-- START --
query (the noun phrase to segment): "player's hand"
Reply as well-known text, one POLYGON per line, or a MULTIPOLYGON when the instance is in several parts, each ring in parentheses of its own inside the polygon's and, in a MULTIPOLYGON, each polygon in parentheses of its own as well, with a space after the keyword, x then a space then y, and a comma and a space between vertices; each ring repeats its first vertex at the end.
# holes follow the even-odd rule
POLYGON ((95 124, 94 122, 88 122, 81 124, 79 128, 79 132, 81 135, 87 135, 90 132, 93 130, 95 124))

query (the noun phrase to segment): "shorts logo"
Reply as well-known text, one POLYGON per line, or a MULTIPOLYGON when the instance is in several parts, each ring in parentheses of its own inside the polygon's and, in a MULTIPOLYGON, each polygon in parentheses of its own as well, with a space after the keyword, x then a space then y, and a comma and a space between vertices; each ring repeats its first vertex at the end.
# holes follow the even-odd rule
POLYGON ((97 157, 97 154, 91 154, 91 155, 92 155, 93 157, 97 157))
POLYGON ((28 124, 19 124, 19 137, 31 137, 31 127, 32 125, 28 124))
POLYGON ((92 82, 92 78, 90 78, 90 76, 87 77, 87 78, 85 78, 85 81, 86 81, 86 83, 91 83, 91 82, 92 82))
-- END --
• **What you are asked to do**:
Copy the items word for word, starting at the very beginning and ending with the line that contains "POLYGON ((95 124, 94", including that line.

• **Written reply**:
query (the noun phrase to segment): "player's hand"
Reply as well-known text, one POLYGON per line, or a MULTIPOLYGON when the instance is in several parts, each ring in parentheses of its own inside the polygon's and, in a MULTIPOLYGON, each polygon in parentheses of its own as well, with a space after the keyword, x then a space then y, and a comma and a space between vertices; each ring repeats its first vertex at the end.
# holes follow the even-odd rule
POLYGON ((95 124, 94 122, 88 122, 81 124, 79 128, 79 132, 81 135, 87 135, 90 132, 93 130, 95 124))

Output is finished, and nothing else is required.